** PROVIDED ENTRIES **
▼▼▼

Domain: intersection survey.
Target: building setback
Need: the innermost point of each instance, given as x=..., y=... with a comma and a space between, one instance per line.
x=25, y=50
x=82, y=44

▲▲▲

List every line in the records above that contains the word "point", with case counting.

Need: the innermost point of each instance, given as x=..., y=... with a comma and a space between, one instance per line.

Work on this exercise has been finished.